Using the entries below, return word for word the lines from the one containing "I would be grateful for your help identifying the red-tinged" up to and including the last.

[start]

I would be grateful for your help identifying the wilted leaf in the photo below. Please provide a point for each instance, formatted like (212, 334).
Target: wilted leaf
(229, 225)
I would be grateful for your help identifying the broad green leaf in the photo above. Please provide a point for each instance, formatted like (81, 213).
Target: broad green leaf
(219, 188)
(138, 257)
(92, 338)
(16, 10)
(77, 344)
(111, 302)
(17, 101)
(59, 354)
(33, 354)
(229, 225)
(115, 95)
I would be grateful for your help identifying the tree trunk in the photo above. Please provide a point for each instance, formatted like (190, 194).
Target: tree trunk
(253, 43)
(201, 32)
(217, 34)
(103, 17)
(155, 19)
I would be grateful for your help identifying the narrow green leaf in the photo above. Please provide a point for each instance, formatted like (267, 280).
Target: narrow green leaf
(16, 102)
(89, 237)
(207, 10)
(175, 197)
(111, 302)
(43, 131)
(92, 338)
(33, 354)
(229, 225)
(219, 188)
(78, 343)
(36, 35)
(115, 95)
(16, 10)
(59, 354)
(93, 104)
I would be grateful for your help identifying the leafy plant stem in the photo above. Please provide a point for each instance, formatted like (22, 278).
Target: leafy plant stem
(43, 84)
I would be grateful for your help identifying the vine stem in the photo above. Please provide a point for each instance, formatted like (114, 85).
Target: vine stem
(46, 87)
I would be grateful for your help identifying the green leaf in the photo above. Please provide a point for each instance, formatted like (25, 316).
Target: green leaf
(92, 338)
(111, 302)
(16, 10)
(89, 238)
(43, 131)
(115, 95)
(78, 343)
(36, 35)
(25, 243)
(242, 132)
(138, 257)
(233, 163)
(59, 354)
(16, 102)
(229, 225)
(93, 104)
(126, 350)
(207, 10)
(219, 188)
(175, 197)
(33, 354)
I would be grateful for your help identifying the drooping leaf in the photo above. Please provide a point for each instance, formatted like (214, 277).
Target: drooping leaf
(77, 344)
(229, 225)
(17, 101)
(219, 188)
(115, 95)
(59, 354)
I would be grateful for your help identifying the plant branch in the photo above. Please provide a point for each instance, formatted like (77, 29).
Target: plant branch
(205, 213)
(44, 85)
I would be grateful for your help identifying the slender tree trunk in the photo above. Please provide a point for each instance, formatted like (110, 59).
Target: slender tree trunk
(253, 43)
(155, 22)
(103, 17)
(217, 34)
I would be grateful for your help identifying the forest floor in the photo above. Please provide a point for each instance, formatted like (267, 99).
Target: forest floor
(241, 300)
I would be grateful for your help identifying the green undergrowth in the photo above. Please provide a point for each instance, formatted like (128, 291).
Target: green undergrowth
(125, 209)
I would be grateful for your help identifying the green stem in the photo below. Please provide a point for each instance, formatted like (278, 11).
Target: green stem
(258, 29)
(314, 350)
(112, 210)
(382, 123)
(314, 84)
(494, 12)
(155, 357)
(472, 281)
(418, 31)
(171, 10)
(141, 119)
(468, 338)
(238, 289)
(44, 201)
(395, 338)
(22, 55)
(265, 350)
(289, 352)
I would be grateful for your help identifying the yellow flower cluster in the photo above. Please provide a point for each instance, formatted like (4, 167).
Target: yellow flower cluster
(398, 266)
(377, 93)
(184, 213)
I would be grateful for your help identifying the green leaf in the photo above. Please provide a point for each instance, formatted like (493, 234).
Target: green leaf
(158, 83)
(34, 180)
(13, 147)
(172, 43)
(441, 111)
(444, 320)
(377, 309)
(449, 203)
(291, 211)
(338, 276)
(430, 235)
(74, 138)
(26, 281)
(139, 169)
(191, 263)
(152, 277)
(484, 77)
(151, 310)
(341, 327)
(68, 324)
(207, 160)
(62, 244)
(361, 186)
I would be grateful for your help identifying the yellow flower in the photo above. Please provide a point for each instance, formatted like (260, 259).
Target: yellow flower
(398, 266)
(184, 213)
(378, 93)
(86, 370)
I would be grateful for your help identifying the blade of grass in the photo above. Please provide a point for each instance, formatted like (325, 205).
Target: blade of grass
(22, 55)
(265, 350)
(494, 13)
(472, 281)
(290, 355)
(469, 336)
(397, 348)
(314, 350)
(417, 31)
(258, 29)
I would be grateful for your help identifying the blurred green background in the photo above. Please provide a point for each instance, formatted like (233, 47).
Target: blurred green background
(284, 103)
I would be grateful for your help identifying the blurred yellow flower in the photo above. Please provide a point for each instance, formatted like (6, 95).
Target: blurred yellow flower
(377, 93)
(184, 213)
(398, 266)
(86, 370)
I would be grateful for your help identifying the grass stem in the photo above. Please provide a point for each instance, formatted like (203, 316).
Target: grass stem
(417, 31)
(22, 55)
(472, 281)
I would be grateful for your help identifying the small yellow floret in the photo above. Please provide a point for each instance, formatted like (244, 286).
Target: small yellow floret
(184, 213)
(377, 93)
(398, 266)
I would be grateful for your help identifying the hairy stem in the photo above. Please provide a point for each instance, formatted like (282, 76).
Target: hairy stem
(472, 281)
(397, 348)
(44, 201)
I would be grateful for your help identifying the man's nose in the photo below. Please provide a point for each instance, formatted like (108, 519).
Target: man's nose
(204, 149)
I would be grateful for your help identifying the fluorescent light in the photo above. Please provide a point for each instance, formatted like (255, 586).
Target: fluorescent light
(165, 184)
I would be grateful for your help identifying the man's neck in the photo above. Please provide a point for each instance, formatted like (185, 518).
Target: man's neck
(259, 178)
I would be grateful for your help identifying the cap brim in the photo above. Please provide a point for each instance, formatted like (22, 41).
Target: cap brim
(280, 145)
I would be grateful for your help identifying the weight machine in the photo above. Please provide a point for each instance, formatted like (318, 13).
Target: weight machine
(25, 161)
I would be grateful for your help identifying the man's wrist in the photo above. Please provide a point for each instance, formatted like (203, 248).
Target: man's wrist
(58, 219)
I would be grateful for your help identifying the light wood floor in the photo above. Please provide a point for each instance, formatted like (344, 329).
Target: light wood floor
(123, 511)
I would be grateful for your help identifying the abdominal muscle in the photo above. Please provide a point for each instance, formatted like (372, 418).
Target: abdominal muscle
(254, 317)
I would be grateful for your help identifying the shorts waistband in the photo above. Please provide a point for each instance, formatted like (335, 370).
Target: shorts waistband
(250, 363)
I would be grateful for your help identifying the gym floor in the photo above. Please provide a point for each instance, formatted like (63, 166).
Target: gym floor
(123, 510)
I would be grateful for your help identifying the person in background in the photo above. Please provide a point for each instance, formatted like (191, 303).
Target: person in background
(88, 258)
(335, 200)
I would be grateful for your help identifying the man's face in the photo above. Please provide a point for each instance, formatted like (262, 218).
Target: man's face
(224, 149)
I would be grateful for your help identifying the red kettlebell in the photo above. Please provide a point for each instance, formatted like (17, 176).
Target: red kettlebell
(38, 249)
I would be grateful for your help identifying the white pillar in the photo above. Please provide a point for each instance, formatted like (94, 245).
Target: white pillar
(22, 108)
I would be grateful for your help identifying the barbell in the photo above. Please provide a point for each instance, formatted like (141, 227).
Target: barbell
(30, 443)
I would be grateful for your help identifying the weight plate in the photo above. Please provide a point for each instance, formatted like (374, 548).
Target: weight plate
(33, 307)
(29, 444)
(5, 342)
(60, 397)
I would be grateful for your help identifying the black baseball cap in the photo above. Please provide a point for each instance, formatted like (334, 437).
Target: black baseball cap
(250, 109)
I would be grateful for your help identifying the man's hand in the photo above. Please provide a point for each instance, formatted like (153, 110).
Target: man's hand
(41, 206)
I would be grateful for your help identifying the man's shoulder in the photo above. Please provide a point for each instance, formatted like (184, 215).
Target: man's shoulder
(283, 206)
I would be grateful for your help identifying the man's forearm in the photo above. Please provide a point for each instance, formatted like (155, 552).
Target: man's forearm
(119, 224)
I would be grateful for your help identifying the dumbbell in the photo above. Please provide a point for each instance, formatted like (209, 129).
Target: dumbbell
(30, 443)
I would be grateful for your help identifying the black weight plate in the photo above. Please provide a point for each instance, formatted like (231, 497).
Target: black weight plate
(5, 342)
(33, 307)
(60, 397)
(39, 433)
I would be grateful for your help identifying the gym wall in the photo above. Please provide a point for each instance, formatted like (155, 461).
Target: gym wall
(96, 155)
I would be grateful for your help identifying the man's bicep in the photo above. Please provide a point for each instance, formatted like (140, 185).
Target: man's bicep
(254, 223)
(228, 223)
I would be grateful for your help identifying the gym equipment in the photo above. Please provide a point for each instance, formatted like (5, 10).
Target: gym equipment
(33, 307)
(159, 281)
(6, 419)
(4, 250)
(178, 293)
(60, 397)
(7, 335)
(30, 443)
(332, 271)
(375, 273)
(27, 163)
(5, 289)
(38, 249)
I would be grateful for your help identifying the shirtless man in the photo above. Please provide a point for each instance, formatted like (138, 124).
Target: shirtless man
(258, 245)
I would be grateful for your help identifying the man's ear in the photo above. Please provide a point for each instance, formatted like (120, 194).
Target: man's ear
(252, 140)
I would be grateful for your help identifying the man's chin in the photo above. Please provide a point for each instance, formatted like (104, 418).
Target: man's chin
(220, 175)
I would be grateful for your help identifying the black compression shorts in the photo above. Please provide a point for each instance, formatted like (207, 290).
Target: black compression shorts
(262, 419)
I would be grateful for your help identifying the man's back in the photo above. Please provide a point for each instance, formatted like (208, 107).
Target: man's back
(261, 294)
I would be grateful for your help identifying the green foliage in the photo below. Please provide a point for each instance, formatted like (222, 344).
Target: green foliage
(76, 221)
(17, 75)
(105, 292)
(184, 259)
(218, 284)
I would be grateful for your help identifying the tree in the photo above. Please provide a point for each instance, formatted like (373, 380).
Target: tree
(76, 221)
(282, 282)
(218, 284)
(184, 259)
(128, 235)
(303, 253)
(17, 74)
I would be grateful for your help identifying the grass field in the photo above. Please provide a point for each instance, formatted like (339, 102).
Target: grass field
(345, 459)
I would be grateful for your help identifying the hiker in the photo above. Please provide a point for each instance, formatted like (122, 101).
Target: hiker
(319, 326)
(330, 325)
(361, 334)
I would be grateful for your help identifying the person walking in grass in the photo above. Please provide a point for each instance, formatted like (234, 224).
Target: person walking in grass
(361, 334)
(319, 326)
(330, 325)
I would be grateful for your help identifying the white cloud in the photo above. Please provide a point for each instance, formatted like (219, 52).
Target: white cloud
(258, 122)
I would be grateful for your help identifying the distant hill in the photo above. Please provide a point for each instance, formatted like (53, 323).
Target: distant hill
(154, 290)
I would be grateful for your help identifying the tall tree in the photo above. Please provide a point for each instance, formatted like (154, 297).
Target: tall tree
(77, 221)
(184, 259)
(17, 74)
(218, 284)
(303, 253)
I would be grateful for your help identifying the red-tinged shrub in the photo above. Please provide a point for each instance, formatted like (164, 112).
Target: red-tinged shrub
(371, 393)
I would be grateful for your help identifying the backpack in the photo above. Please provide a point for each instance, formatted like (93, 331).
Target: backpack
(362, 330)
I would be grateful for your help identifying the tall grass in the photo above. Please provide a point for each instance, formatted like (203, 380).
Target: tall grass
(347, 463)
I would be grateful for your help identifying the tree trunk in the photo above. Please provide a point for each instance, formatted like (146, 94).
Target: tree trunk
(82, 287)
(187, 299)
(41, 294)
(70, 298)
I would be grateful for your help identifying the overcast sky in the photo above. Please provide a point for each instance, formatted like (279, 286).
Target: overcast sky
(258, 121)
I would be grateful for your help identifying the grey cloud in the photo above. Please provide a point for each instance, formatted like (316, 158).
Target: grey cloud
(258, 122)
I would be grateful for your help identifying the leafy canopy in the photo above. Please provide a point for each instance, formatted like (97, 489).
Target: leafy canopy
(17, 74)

[end]

Solution to the problem:
I would be grateful for your help identifying the red-tinged shrub in the photo above. Please provide a point for each instance, formatted like (164, 112).
Target: red-tinged shrub
(371, 393)
I would be grateful for your help identifying the backpack in the photo above. Please provide a point for each instance, formatted like (93, 331).
Target: backpack
(362, 330)
I would be grateful for your help identifying the tall grass in the photo above. Please provide a point for each instance, formatted like (203, 380).
Target: tall grass
(347, 463)
I would be grateful for your help identifying the tree trunk in the photo above. Please provide a point for each instance, formatted like (146, 94).
Target: tree trunk
(82, 287)
(187, 299)
(41, 294)
(70, 298)
I would be grateful for your help identifying the overcast sky in the photo above. Please provide a point for each instance, formatted like (279, 286).
Target: overcast sky
(258, 121)
I would be grateful for your help identifying the grey cloud in the photo above. Please provide a point for each instance, formatted like (316, 158).
Target: grey cloud
(258, 122)
I would be grateful for your help identifying the leafy canopy in the photo above. Please provide a point for each instance, formatted like (97, 489).
Target: leafy canopy
(17, 74)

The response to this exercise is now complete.